Though I would throw in the Burkian notion of organic evolution of being and
meaning. This is precisely what I I believe H bemoaned as lost and
fragmented beyond repair in the world. A garden of Eden as it were. The
resuscitation of authentic being did and does necessitate a new language,
the creation of new being.
It is also highly valid to hold up one's own experiences as a measure of
what this entails and means. No language can ever substitute the
transfiguration of being as realized.
Which brings me to several thoughts involved another language which creates
an ontological foundation for metaphysical being: music. And here I would
suggest a more formal creation of music integrated with more fully realized
states of being which incorporate visual and conceptual language. Before I
invite too many caveats, let's accept that all music is in some sense a
system or structure of being in action. Even in its most basic and
unconscious forms. But we are dealing with conscious systems which lead to
the creation of a new hermeneutics.
Monteverdi devoted himself to creating an interpretive system for opera. He
believed he could create a meta language which established relationships
between tonal structures, emotions, and gesture. Ultimately he could not
resolve the visual, emotional, and conceptual. Yet one only needs to listen
to Orpheus, or other works to experience the state of being he wishes to
share within a language of art. It is also difficult to escape what was
later described by Bach and Schopenhauer as the veil. Veil of tears, Veil of
Maya. And as later described by Stephen Crane, "caught in the stubble of the
earth, like an unfolding veil."
Avoiding excessive musicology, why not skip to the transfiguration of this
division between metaphysical being and its manifestation in life on earth.
Beethoven of course. Ode to Spring. The assumption of newly created life
within the collective expression of genius. All that. But there is a great
deal more behind this, and beyond. Beethoven too created a new language,
connected to the past and experience, but something never before realized.

Exercise goal:
According to the passage on music and being, what did Monteverdi devote himself to creating?

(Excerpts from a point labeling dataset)
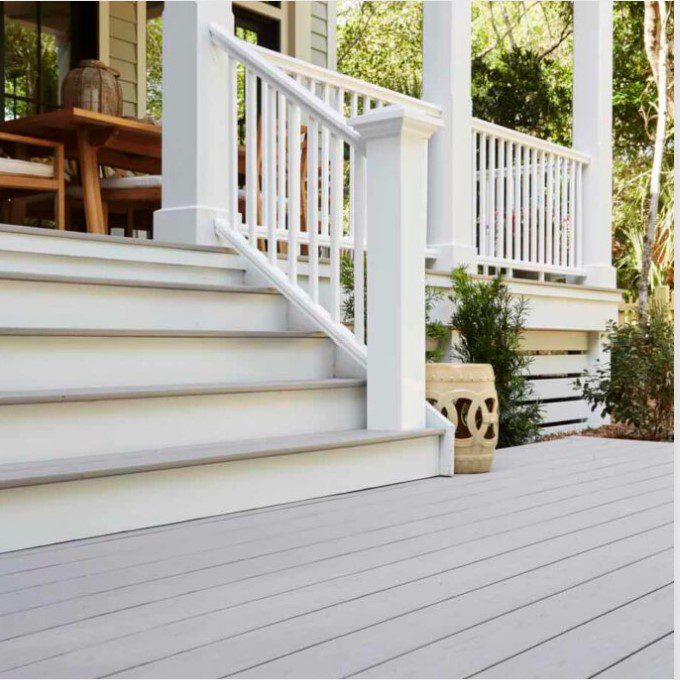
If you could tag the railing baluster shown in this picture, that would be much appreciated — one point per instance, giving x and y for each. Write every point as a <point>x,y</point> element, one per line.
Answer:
<point>313,206</point>
<point>336,225</point>
<point>232,160</point>
<point>267,121</point>
<point>534,205</point>
<point>337,221</point>
<point>509,204</point>
<point>358,203</point>
<point>541,210</point>
<point>294,148</point>
<point>251,157</point>
<point>475,185</point>
<point>564,215</point>
<point>282,163</point>
<point>579,215</point>
<point>500,185</point>
<point>271,153</point>
<point>353,109</point>
<point>572,211</point>
<point>557,245</point>
<point>482,197</point>
<point>325,159</point>
<point>491,247</point>
<point>517,226</point>
<point>551,211</point>
<point>526,209</point>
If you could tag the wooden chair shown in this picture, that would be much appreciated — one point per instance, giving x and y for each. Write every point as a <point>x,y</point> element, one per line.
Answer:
<point>22,179</point>
<point>128,202</point>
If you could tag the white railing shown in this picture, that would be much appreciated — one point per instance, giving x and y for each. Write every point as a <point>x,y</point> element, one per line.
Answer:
<point>357,95</point>
<point>288,176</point>
<point>526,202</point>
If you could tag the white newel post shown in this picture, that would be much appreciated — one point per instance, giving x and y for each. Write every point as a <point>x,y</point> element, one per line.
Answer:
<point>593,56</point>
<point>447,64</point>
<point>196,96</point>
<point>396,165</point>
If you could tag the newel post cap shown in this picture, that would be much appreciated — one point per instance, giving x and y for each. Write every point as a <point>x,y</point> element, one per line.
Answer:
<point>395,119</point>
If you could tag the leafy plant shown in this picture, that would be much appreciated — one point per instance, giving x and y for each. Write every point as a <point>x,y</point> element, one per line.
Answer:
<point>490,322</point>
<point>434,330</point>
<point>635,386</point>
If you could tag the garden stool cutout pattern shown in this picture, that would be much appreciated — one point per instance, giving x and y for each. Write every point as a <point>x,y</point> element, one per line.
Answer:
<point>466,395</point>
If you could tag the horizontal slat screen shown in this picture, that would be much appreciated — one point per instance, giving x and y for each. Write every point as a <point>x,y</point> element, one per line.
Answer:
<point>558,358</point>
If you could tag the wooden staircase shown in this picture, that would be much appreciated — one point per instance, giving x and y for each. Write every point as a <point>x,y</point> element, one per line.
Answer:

Answer to this exercise:
An interpretive system for opera.